◆ EXERCISE ◆
Only the lines from the one containing "the car shadow" to the end of the records belong in the output; print them exactly.

┌────────

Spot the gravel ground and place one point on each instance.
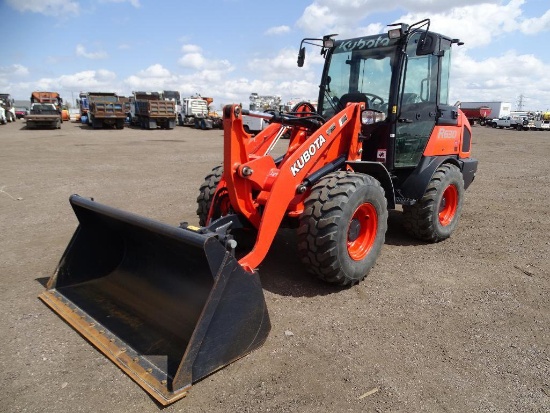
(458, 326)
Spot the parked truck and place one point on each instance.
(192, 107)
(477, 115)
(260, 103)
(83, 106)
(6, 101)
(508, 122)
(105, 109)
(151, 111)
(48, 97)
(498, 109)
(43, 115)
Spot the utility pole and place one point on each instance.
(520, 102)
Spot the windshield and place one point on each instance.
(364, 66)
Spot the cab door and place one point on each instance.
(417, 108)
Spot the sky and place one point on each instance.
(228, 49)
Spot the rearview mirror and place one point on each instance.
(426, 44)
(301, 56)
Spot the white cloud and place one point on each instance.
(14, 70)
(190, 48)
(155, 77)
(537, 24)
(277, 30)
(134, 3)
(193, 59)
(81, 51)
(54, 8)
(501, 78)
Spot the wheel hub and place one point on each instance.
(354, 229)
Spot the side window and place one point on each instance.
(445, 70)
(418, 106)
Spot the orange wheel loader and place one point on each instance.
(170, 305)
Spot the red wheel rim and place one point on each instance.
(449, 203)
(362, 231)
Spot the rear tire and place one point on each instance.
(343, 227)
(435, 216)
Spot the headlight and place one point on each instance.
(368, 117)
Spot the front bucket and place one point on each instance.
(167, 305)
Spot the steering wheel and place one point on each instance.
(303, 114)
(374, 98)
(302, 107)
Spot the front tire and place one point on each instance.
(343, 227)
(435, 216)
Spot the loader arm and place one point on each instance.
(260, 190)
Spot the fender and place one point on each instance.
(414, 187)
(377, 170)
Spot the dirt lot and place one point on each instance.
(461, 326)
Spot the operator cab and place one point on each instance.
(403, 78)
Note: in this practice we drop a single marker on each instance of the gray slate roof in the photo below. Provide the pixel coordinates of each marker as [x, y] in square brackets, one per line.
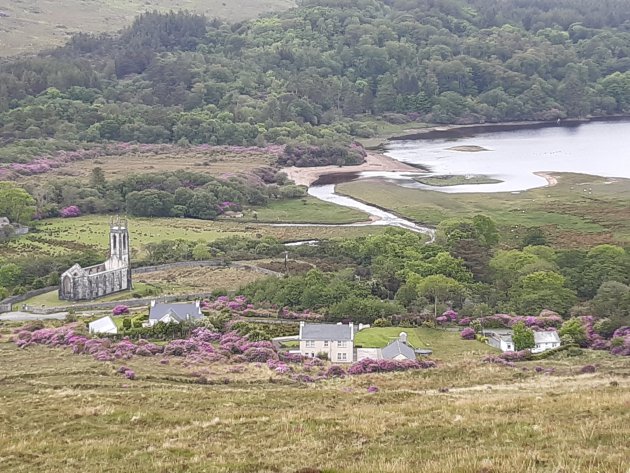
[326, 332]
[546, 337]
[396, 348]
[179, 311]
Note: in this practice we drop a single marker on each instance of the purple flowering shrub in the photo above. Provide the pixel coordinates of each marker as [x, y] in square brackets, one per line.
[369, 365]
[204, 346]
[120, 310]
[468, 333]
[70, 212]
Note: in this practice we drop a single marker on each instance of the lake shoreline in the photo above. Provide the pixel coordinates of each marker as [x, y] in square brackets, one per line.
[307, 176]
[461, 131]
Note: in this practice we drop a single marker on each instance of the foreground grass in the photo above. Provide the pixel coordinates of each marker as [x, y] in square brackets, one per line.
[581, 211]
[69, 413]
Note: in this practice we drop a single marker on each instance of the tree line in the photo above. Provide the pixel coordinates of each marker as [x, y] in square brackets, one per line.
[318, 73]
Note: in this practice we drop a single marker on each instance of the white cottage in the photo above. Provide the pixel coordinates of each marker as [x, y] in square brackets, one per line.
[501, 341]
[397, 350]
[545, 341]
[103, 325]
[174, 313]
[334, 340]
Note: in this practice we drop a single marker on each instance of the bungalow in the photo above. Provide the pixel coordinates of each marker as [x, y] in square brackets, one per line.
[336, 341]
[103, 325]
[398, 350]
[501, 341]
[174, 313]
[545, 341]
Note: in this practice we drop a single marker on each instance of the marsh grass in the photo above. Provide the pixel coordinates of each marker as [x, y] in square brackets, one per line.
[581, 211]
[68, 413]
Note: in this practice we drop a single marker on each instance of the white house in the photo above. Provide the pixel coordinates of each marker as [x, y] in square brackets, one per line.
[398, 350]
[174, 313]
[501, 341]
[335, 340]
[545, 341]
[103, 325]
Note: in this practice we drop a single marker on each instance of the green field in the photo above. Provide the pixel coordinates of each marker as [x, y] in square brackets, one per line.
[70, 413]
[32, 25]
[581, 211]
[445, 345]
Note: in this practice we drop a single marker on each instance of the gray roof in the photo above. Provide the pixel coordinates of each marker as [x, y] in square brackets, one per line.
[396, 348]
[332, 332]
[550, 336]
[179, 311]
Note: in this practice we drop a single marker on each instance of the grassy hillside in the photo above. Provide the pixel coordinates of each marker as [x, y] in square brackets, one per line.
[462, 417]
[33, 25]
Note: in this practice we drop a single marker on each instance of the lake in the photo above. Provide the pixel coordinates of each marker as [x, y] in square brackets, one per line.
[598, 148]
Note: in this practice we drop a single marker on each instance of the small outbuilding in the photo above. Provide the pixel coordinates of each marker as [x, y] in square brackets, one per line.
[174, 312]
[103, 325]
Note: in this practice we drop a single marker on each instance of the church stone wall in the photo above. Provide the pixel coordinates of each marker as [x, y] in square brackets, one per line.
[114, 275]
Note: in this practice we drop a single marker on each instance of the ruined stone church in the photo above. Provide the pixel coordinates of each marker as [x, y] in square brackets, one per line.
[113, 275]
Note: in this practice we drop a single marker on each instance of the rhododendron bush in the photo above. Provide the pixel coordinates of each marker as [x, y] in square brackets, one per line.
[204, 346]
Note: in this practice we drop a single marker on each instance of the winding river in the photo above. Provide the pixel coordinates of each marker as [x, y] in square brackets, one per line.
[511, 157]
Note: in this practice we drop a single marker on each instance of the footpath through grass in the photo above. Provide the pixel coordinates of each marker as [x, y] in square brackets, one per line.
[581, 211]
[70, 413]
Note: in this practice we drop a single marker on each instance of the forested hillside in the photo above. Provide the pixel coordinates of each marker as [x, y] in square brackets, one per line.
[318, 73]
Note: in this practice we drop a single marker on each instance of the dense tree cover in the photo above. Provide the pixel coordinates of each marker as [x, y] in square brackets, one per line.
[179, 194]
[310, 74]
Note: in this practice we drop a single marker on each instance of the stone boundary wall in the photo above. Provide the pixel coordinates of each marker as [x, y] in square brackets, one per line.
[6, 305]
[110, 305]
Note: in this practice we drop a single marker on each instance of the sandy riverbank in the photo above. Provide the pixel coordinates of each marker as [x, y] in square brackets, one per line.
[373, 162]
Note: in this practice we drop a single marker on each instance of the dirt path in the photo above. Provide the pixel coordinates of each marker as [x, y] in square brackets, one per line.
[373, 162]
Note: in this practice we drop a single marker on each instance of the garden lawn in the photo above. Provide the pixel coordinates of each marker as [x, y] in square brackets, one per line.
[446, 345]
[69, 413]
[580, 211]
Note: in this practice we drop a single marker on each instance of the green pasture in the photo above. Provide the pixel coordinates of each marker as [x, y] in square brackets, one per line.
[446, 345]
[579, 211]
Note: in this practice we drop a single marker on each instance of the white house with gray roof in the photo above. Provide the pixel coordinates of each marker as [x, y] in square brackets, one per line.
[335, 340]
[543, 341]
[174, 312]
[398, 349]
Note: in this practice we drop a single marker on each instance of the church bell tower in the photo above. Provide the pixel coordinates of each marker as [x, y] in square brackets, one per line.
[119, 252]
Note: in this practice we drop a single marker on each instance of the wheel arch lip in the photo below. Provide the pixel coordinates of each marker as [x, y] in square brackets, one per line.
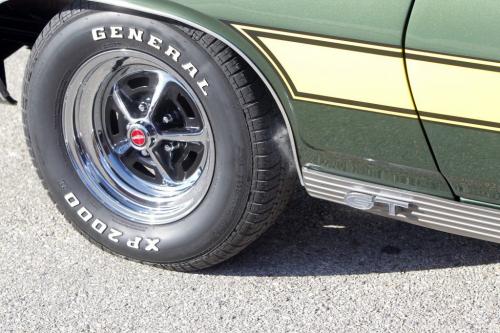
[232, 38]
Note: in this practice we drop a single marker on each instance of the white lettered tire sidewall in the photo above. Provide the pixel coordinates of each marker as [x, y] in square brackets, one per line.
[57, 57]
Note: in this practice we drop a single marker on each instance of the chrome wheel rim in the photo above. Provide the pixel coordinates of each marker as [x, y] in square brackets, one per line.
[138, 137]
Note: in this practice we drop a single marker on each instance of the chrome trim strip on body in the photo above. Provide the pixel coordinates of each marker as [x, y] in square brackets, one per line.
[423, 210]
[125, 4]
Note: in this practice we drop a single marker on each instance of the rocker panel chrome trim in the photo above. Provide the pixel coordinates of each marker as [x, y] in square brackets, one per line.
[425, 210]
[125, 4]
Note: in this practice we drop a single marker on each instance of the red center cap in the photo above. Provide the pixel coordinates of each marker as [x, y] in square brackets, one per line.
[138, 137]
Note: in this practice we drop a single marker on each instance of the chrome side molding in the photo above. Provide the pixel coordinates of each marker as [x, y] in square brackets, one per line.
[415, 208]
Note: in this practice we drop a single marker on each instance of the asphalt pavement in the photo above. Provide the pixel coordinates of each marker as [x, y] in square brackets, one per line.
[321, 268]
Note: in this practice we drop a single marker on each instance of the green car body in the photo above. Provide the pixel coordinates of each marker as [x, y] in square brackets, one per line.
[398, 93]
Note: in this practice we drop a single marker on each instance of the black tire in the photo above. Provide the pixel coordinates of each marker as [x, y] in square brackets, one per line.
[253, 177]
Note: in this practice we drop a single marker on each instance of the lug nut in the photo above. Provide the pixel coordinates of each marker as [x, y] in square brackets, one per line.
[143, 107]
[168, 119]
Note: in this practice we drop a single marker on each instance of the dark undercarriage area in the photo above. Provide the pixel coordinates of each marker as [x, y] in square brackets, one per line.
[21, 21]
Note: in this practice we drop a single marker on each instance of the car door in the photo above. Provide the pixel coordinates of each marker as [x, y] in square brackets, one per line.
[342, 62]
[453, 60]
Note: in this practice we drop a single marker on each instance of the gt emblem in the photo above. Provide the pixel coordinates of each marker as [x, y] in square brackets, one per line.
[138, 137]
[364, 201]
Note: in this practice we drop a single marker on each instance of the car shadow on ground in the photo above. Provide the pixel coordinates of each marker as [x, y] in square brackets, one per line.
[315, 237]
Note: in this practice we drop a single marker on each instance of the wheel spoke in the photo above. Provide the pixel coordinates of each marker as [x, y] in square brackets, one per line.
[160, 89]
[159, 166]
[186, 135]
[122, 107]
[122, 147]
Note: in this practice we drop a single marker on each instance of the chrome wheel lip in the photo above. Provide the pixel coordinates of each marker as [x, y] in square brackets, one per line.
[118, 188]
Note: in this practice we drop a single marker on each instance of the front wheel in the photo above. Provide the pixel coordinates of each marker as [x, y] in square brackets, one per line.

└────────

◆ SOLUTION FOR THIS PROBLEM ◆
Note: in this practice we drop a single marker on each instance of the car shadow on ground in the photo above. Provide the pixel coordinates of each marker as [x, y] in square brackets, one per line.
[315, 237]
Note: in this practice we drop a single marker on each instance of the wheel spoke in the photo above. Provide the pixel coordinates of each marker as [x, y] in square brackets, one per line.
[160, 89]
[159, 166]
[186, 135]
[122, 107]
[122, 147]
Note: in this practice we drop a single marker on each instance of the chrome wheel lip in the photo above. Provide the pixel coordinates of each marker as [x, y] in square brackets, one per line.
[118, 188]
Note: in this practice we drop a single marker on each instance of the front wheel in the photo above. Provide the pixel coordinates of each marker as [x, y] in square brackets, one per line.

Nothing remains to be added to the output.